Check your understanding:
a: Using the article about Shadow, say whether each statement agrees with it: (i) Shadow came from an animal shelter; (ii) Marilyn Ausland nominated Shadow for the award; (iii) Shadow visits the nursing facility every week. For each, answer yes or no and quote the words of the article that decide it.
b: Copy the part of the article about Shadow from "Shadow was adopted" up to and including "Marietta, GA park.".

Passage for review:
= = = =
Shadow, the Companion Animal of the Year

When Shadow makes his monthly visit to the Oak Manor Nursing Facility, it is much-anticipated. The typical Jack Russell Terrier may be noisy and hyperactive, but Shadow is different. He is calm and very well mannered. As the residents gather to watch the talented canine perform his large repertoire of tricks, no one would suspect that the little Jack Russell is completely deaf

Shadow was adopted from an animal shelter by Paul and Marilyn Ausland of Columbus, GA. His tricks are done by responding to Marilyn’s hand signals. “We had to be more patient with him [than other dogs they’ve trained] and it’s taken longer," explains Marilyn.

Cathy Miller Saye plays with one of her deaf dogs at a Marietta, GA park.

"Deafness is more common in dogs with white coats" says Cathy Miller Saye, who has been profoundly deaf since birth and is an advocate for placing deaf dogs with permanent families. "Hereditary deafness can appear in any breed. Whatever breed a deaf dog is, it will be like any dog of that breed first and deaf only second. Living with and training a deaf dog is just like living with and training a hearing dog, only you have to learn to talk with your hands and your body language instead of your voice."

Because of his determination and drive, Shadow was voted the Companion Animal of the Year by the Georgia Veterinary Medical Association which honors and celebrates the human-animal bond and the ways animals enhance our lives. He was nominated by Dr. Patrice Holt-Dunn of the Cooper Creek Pet Care Hospital in Columbus, GA.
= = = =
Recorded information:
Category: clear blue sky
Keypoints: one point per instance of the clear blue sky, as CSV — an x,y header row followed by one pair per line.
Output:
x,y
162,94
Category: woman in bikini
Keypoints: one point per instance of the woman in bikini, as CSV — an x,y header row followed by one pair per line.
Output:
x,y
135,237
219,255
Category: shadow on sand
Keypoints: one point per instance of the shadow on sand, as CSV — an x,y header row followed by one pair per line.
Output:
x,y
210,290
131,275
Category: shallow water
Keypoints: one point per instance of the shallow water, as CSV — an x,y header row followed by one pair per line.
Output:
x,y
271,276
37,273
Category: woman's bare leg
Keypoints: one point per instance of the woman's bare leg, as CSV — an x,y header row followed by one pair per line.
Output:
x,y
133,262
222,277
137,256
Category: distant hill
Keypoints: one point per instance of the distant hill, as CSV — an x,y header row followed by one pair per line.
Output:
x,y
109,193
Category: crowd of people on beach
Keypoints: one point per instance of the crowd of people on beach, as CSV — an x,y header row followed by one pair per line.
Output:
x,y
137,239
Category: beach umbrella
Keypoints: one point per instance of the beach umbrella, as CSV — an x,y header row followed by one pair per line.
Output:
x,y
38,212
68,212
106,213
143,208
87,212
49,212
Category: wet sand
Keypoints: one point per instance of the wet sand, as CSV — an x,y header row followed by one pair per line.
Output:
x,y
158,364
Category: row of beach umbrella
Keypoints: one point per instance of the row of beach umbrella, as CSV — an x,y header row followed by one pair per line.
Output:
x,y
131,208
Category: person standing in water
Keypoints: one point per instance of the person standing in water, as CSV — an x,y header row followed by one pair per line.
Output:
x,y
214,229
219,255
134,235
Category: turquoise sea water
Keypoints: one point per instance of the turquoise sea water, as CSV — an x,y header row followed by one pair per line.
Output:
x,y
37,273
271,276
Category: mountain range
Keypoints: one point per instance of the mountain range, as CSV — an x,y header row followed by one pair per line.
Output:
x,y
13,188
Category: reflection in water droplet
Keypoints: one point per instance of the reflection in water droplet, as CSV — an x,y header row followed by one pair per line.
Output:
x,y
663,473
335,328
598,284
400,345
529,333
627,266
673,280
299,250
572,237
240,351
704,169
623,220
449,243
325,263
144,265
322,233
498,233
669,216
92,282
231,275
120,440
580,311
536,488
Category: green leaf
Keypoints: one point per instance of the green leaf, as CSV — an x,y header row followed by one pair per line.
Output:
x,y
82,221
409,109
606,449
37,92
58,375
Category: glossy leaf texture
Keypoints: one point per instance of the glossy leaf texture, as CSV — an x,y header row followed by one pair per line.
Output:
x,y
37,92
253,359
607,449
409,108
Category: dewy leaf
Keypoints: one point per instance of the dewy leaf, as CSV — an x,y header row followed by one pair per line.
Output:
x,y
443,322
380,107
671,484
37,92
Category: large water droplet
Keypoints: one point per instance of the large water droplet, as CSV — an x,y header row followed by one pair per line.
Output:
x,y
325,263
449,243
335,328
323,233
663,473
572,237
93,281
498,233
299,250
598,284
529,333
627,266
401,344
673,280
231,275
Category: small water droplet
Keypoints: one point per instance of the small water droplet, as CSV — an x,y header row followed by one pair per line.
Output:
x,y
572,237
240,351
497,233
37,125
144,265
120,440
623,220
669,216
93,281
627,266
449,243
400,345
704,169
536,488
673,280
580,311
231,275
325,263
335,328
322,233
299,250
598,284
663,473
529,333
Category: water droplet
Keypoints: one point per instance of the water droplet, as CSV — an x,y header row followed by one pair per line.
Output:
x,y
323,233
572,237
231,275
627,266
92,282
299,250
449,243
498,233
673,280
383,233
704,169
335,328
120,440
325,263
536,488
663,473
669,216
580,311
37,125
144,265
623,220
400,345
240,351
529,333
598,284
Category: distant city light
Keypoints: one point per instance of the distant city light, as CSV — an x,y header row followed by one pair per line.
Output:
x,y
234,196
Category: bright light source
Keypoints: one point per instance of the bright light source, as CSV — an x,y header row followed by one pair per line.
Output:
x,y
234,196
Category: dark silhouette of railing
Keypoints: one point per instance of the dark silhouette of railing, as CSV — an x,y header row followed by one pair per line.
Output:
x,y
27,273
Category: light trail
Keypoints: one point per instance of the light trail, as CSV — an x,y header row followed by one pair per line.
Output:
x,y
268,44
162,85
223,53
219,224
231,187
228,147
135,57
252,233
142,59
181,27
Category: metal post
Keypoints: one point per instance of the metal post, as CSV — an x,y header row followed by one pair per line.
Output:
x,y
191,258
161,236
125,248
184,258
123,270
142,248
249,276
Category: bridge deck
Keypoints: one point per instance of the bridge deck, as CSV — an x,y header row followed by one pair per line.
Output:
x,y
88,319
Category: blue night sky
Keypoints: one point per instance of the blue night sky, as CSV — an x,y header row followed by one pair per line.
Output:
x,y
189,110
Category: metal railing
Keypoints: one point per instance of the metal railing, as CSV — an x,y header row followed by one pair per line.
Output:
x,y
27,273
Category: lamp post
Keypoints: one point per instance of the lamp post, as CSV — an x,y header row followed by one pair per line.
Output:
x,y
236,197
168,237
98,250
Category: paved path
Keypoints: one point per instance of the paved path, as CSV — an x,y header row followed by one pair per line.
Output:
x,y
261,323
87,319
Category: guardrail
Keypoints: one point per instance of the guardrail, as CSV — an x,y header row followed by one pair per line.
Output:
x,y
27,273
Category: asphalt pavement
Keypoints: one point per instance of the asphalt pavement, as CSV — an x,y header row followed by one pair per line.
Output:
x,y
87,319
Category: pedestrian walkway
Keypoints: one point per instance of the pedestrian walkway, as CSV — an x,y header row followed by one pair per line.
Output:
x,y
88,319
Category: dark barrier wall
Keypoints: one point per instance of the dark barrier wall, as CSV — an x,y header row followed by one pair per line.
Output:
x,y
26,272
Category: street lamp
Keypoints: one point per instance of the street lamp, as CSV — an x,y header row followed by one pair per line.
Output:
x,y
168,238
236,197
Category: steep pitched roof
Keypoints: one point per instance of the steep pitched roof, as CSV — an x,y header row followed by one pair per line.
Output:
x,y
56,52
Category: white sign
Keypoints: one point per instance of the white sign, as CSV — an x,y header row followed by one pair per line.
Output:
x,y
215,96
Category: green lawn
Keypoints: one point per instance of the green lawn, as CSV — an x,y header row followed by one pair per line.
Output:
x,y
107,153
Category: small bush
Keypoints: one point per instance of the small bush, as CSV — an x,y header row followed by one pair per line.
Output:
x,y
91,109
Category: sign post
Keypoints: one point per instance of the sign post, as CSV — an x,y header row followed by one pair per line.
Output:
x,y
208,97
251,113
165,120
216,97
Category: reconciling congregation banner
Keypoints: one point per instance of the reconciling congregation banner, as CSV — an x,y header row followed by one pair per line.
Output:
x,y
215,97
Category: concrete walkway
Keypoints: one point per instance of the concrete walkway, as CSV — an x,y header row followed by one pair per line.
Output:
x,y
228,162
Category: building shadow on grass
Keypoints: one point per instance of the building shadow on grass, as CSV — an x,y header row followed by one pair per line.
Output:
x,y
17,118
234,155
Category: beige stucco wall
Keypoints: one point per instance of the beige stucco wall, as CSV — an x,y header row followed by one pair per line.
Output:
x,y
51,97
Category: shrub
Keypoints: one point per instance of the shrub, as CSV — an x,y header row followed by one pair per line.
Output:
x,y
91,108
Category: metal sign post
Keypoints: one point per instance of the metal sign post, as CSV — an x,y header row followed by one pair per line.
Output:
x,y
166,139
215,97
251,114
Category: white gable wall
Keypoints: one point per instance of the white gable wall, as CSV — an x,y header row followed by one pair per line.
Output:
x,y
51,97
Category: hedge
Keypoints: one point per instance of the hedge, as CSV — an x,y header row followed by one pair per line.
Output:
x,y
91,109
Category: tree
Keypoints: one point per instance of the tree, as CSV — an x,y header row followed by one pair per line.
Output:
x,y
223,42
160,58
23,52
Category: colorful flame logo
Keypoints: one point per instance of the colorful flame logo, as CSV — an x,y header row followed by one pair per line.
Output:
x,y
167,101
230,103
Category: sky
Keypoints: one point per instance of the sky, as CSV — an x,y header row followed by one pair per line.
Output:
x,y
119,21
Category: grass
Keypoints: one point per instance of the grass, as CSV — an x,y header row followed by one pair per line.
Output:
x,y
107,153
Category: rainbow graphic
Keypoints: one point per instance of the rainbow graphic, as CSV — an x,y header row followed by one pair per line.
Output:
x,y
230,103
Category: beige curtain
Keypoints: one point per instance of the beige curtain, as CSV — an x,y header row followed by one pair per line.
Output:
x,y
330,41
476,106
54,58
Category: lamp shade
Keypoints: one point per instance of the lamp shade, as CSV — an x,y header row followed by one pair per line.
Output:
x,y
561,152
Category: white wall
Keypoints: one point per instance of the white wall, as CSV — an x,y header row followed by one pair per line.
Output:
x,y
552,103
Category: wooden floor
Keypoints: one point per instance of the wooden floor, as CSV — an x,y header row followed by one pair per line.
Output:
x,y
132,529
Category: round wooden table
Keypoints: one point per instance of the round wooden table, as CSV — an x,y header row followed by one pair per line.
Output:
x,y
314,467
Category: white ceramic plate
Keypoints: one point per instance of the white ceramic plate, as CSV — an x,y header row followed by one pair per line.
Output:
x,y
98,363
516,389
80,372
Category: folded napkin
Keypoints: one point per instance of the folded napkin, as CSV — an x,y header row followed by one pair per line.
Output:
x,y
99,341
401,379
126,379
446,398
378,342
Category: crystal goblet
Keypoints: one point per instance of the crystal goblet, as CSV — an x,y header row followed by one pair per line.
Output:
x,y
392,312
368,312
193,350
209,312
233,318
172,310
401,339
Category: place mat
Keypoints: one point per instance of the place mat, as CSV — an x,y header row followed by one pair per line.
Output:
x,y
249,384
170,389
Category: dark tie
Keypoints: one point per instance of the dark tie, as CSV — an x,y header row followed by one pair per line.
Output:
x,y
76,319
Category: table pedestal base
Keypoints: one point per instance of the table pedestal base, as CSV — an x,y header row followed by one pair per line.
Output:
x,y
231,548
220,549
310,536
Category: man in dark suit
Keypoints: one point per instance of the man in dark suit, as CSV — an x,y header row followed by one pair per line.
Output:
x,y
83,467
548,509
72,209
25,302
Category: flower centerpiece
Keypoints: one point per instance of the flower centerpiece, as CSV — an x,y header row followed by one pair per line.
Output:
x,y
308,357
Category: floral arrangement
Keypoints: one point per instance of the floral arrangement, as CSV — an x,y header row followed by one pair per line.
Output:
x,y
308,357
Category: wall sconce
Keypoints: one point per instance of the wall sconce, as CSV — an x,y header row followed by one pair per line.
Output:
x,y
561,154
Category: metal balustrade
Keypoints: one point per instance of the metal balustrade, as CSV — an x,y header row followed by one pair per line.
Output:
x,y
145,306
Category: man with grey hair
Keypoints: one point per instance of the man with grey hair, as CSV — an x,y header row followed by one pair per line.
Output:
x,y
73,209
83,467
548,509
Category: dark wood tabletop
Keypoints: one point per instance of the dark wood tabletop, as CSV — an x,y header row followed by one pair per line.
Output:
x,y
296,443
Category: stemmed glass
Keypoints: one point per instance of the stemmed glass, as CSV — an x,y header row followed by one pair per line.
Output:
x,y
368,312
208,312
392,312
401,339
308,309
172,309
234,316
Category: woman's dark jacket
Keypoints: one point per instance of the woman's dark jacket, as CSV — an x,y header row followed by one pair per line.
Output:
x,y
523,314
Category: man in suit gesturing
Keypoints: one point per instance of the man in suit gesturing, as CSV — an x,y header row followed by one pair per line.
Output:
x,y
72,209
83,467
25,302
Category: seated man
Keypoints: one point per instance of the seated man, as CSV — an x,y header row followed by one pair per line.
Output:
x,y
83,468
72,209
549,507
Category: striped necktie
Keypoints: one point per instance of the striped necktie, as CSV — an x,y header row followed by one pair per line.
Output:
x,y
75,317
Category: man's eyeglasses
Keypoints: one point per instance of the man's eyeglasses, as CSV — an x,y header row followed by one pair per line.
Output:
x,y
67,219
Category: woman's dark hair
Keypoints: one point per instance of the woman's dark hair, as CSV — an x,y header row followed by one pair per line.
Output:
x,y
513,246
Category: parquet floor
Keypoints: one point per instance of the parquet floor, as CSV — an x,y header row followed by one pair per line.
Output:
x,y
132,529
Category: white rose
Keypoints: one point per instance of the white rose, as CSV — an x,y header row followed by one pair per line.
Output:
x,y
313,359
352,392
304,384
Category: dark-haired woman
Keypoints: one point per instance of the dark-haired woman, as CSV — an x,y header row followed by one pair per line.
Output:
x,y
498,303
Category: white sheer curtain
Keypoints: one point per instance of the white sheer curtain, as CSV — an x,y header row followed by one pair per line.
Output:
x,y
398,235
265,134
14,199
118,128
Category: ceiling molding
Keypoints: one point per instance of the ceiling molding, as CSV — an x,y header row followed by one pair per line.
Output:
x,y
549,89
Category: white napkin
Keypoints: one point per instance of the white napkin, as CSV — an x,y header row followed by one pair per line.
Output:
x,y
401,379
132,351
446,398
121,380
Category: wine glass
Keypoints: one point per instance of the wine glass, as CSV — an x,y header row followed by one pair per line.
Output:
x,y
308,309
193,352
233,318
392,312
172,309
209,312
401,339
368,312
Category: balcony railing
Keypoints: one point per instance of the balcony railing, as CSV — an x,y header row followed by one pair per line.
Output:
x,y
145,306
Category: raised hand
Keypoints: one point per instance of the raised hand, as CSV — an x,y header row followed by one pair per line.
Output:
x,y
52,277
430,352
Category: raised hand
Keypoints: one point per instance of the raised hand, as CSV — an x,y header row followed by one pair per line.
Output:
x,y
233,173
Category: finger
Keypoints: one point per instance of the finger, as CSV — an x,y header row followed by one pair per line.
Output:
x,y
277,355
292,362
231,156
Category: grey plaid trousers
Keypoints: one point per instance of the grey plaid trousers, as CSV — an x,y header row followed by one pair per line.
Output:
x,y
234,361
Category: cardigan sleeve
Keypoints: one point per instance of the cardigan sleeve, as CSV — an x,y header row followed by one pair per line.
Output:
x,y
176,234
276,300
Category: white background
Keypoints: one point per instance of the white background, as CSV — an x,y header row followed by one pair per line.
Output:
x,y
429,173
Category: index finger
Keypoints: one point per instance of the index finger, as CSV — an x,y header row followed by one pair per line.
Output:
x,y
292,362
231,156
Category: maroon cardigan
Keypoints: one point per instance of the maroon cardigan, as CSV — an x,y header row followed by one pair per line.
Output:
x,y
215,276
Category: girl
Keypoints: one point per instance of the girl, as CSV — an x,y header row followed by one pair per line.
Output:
= = = =
Exercise responses:
a:
(i) Yes: "Shadow was adopted from an animal shelter by Paul and Marilyn Ausland of Columbus, GA."
(ii) No: "He was nominated by Dr. Patrice Holt-Dunn of the Cooper Creek Pet Care Hospital in Columbus, GA."
(iii) No: "When Shadow makes his monthly visit to the Oak Manor Nursing Facility"

b:
Shadow was adopted from an animal shelter by Paul and Marilyn Ausland of Columbus, GA. His tricks are done by responding to Marilyn’s hand signals. “We had to be more patient with him [than other dogs they’ve trained] and it’s taken longer," explains Marilyn.

Cathy Miller Saye plays with one of her deaf dogs at a Marietta, GA park.